TASK REQUIREMENTS » In the article on seals and offshore wind farms, which journal published the study?

PAGE EXCERPT »
=== Begin Enclosure ===

Offshore wind turbines may have become the go-to place for food for marine animals such as seals, according to a new study, which also said that some seals deliberately seek out and forage around such structures.

As part of the study, published in the journal Current Biology on Monday, researchers from the University of St. Andrews in Scotland gathered data about harbor seals and grey seals in the North Sea, and with the help of GPS devices attached to these animals, tracked the seals’ movements around the British and Dutch coasts, especially around wind farms and underwater pipelines.

“I was shocked when I first saw the stunning grid pattern of a seal track around Sheringham Shoal (an offshore wind farm in Norfolk),” Deborah Russell, a post-doctoral research fellow at the Scottish Oceans Institute at St Andrews, said in a statement. “You could see that the seal appeared to travel in straight lines between turbines, as if he was checking them out for potential prey and then stopping to forage at certain ones.”

According to researchers, studies have been conducted in the past to observe the behavior of marine mammals near offshore man-made structures such as wind farms, but this is the first time that it has been determined that some seals “have an affinity with the structures themselves.”

“From the data we can infer that these individuals are foraging at the structures, likely as a result of a reef effect,” Russell said. “The behavior observed could have implications for both offshore wind farm developments and the decommissioning of oil and gas infrastructure.”

Meanwhile, Russell also said that while the findings of the study are notable, harm to marine wildlife from the development or presence of man-made structures in the ocean cannot be ruled out.

“It is during the construction phase that wind farms are predicted to have the most dramatic negative effect on marine mammals,” Russell said. “However, future development of such structures “could be designed to maximize any potential ecological benefits to marine wildlife.”

=== End Enclosure ===

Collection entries
=== Begin Enclosure ===

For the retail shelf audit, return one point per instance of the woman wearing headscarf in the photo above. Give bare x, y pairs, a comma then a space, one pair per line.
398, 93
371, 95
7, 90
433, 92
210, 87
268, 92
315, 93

=== End Enclosure ===

RESULT OF THE EXERCISE » Current Biology